# PROBLEM DESCRIPTION
Extract each line of the entries below and reproduce every one of them verbatim, in the same order.

# MATERIAL SUPPLIED
----

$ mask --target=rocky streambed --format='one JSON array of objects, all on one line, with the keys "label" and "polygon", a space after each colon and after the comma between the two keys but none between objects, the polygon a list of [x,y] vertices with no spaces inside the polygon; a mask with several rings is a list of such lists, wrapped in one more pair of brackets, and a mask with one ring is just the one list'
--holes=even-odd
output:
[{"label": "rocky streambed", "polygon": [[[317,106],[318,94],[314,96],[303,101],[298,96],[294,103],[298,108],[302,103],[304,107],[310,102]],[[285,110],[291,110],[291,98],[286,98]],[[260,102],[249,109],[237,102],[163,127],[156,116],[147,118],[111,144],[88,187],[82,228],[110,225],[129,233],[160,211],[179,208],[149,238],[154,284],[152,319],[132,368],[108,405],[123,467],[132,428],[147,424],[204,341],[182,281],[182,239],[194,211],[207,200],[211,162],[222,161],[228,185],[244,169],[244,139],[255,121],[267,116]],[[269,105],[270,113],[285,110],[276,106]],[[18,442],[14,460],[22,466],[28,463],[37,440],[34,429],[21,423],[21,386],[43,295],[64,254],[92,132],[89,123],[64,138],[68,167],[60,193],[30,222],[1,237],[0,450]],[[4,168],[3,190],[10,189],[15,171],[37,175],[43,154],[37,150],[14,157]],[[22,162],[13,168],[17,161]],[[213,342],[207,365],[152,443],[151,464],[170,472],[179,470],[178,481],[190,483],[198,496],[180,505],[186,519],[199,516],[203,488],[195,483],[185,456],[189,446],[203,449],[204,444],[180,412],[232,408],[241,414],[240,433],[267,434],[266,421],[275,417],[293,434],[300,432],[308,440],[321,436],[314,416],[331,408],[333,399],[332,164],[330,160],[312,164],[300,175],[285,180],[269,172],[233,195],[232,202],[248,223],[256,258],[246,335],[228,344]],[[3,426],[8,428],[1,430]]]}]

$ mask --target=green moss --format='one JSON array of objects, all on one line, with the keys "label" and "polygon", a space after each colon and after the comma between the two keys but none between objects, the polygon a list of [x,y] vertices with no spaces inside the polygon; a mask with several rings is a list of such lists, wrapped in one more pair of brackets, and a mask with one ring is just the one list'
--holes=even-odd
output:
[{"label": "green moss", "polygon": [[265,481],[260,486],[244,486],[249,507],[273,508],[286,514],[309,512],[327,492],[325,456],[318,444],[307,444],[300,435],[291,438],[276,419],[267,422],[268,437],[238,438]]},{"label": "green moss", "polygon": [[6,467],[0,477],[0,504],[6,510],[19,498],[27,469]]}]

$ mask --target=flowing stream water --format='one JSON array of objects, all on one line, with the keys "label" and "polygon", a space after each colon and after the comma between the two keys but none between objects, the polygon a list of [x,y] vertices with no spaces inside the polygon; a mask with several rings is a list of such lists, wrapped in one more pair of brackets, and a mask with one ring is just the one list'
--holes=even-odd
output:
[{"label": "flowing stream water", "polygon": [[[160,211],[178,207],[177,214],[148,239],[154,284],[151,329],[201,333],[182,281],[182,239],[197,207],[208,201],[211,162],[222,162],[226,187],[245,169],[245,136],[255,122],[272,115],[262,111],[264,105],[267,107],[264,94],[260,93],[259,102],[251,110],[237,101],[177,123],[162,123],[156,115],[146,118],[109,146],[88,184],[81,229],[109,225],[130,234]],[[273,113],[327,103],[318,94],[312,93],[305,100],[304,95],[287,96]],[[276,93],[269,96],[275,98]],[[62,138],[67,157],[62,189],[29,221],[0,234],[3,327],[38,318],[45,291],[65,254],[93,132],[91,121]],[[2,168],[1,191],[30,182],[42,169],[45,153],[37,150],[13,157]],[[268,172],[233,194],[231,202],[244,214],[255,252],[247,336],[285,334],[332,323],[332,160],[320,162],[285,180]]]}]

----

# THE RESPONSE
$ mask --target=rocky streambed --format='one JSON array of objects, all on one line, with the keys "label" and "polygon", a space after each colon and after the comma between the two keys but none between objects, the polygon a list of [x,y] vertices with no spaces inside the polygon; a mask with several rings is a list of such lists, wrapped in one more pair of brackets, and a mask with one ring is just the one list'
--holes=even-odd
output:
[{"label": "rocky streambed", "polygon": [[[317,106],[318,94],[314,96],[303,101],[298,96],[294,103],[298,108],[302,103],[304,107],[310,102]],[[285,110],[291,110],[291,98],[286,98]],[[260,102],[249,109],[237,102],[163,127],[156,116],[147,118],[111,144],[88,187],[82,228],[110,225],[129,233],[160,211],[179,208],[149,238],[154,284],[152,319],[132,368],[108,405],[123,467],[132,428],[147,424],[204,341],[182,281],[182,239],[194,211],[207,200],[211,162],[222,161],[228,185],[244,169],[244,139],[255,121],[267,116]],[[269,105],[270,113],[285,110],[276,106]],[[18,442],[14,460],[22,466],[28,463],[37,440],[34,429],[21,423],[21,386],[43,295],[64,254],[92,132],[89,123],[64,138],[68,167],[60,193],[30,222],[1,237],[0,450]],[[4,168],[3,190],[10,189],[15,171],[37,175],[43,154],[37,150],[14,157]],[[22,162],[13,168],[17,161]],[[213,342],[207,365],[152,443],[151,464],[170,472],[179,470],[178,481],[190,483],[198,496],[180,505],[186,519],[199,516],[203,488],[195,483],[185,456],[189,446],[203,449],[204,444],[180,412],[232,408],[241,414],[240,433],[267,434],[266,421],[275,417],[293,434],[300,432],[308,440],[321,436],[314,416],[331,408],[333,399],[332,164],[330,160],[312,164],[300,175],[285,180],[269,172],[233,195],[232,202],[248,223],[256,258],[246,335],[228,344]],[[3,426],[8,428],[1,430]]]}]

$ mask --target=green moss --format='one JSON array of objects, all on one line, with the keys "label" and "polygon", a space after each colon and after the comma between the two keys but none between objects, the polygon a list of [x,y] vertices with no spaces inside the polygon; a mask with several rings is a list of such lists, wrapped in one more pair of brackets, and a mask with one ring is just the one list'
--holes=even-odd
output:
[{"label": "green moss", "polygon": [[265,481],[260,486],[244,486],[249,507],[273,508],[286,514],[309,512],[327,492],[325,456],[318,444],[307,444],[300,435],[291,438],[276,419],[267,422],[268,437],[238,438]]},{"label": "green moss", "polygon": [[6,467],[0,477],[0,504],[6,510],[19,498],[27,469]]}]

$ mask --target=flowing stream water --format='one JSON array of objects, all on one line, with the keys "label" and "polygon", a space after each colon and after the comma between the two keys but none between objects, the polygon a list of [x,y] vertices with no spaces inside the polygon; a mask with several rings is a list of such lists, wrapped in one more pair of brackets, and a mask with one ring is just the one list'
--holes=even-odd
output:
[{"label": "flowing stream water", "polygon": [[[160,211],[178,207],[177,214],[148,239],[154,284],[151,329],[201,333],[182,281],[182,239],[197,207],[208,201],[211,162],[222,162],[226,187],[245,169],[245,136],[255,122],[272,115],[262,111],[264,105],[267,107],[264,94],[260,93],[259,102],[251,110],[237,101],[177,123],[162,123],[156,115],[146,118],[109,146],[88,184],[81,229],[109,225],[130,234]],[[273,113],[327,103],[318,94],[312,93],[305,100],[304,95],[287,96]],[[276,93],[269,96],[275,98]],[[62,138],[67,157],[62,189],[29,221],[0,234],[3,327],[38,318],[45,291],[65,254],[93,132],[91,121]],[[2,168],[1,191],[30,182],[42,169],[45,153],[37,150],[13,157]],[[268,172],[233,194],[231,202],[244,214],[255,252],[247,336],[285,334],[332,323],[332,160],[320,162],[285,180]]]}]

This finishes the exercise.